■ DIRECTIVE 1 ■
Reproduce the Schmitt tax case text from "This is an appeal" up to and including "the entire appeal.".
■ DIRECTIVE 2 ■
Continue the Schmitt tax case text from its last sentence.

■ PROVIDED TEXT ■
============

Case ID: or-tax_1/html/0025-01.html
Source: Caselaw Access Project
Author: {"author": "Petek M. Gunnak, Judge.", "license": "Public Domain", "url": "https://static.case.law/"}
Date Created: 2024-08-24T03:29:51.129683

SCHMITT v. STATE TAX COMMISSION
    
      Norman E. Anderson, Portland, argned the cause and submitted a brief for plaintiff.
    Alfred B. Thomas, Assistant Attorney General, Salem, argued the cause for defendant.
    Decision for defendant rendered June 14, 1962.
   Petek M. Gunnak, Judge.

This is an appeal from State Tax Commission opinion and order No. 1-62-5 sustaining against the plaintiffs an income tax deficiency assessment for the tax year 1959. It comes before this court upon a general demurrer by the defendant, and the decision upon the demurrer is determinative of the entire appeal.

============

■ DATA SECTION ■

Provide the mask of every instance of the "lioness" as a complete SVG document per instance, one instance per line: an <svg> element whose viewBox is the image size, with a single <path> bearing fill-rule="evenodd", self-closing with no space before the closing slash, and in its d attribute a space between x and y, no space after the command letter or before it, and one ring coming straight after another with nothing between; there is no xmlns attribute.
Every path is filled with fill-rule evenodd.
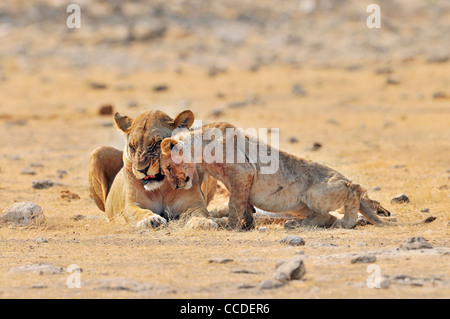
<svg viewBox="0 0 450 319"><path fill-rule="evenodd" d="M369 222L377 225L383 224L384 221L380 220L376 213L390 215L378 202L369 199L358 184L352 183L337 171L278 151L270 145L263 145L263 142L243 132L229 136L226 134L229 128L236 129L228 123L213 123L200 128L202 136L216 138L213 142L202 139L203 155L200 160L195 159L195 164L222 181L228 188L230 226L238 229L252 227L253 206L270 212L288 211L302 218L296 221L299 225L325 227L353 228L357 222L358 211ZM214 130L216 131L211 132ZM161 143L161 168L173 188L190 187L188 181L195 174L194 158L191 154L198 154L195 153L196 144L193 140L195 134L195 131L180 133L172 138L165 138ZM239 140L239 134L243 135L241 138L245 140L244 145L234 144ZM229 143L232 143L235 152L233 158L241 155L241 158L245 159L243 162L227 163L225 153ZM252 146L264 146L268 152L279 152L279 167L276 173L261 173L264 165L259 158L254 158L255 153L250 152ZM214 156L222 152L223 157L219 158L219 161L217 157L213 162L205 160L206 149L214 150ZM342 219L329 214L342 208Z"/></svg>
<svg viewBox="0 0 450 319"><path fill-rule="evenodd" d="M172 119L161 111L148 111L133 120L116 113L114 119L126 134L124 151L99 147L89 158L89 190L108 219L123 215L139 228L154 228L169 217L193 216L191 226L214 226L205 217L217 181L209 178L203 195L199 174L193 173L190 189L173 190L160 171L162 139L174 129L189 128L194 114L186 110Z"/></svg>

============

■ EXERCISE OUTPUT 1 ■
This is an appeal from State Tax Commission opinion and order No. 1-62-5 sustaining against the plaintiffs an income tax deficiency assessment for the tax year 1959. It comes before this court upon a general demurrer by the defendant, and the decision upon the demurrer is determinative of the entire appeal.

■ EXERCISE OUTPUT 2 ■
The plaintiffs, who are husband and wife, by a written declaration of trust, dated December 28, 1959, created an irrevocable trust of which plaintiff Herman Schmitt is the trustee. To the trust they conveyed a one-sixth interest in a valuable apartment house property during 1959. Under the terms of the trust, all income is to be paid to the plaintiffs, and the survivor of them, during their respective lives, and, upon the death of the last to die of the plaintiffs, the corpus is to go in fee simple in equal shares to the National Lutheran Council and the United Presbyterian Foundation, two alleged religious corporations. In substance, the foregoing facts are alleged in the complaint.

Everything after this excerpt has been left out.